= Task description =
Apart from the images, reproduce every record word for word.

---------------

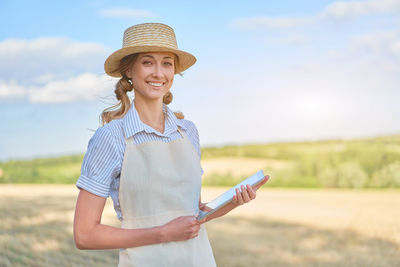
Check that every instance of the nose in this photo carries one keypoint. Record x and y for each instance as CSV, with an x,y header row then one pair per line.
x,y
157,73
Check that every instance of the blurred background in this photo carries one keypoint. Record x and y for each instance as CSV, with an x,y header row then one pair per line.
x,y
308,91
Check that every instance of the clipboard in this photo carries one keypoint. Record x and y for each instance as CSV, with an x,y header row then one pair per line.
x,y
226,197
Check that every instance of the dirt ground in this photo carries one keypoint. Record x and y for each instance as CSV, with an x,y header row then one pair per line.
x,y
282,227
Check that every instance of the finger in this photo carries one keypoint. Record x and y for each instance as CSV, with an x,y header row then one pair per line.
x,y
245,195
234,199
251,192
239,197
266,177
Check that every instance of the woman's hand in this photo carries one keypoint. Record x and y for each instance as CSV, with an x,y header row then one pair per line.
x,y
181,228
247,193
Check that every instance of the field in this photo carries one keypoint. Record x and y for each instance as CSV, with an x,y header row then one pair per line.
x,y
282,227
359,163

---------------

= Output for this task =
Check that every instance of the nose in this photo carries one keypoint. Record x and y for each instance as CSV, with an x,y header row then one pair per line.
x,y
157,73
Check that every instance of the blurred background in this photo carries one keypoint. Record x and y for each instance as CSV, with an x,y header row then one pair per line.
x,y
308,91
Check that every instance of the clipboard in this photo carries one keypoint. Record x and y for each instance as CSV, with an x,y header row then one pair per line.
x,y
226,197
Check that every instance of the dirt ground in this photo carries one keypoint. Record x and y for each instance as CSV, with an x,y header row then one pair per line.
x,y
282,227
Check that every instance of the finger in this photo carries one keypoint. Record x and y for each instance as CSV, with an x,y header row then one pair per line.
x,y
245,195
234,199
251,192
239,197
266,177
Check that every instance of the woman's hand in this photo carries one keypoint. Record x and y for each instance as CSV, with an x,y header row then one pair per line.
x,y
181,228
247,193
Check that every instance of the field in this photo carries one keypoint. Record x and y for each instance as CSV, with an x,y header row then one pair per line.
x,y
282,227
359,163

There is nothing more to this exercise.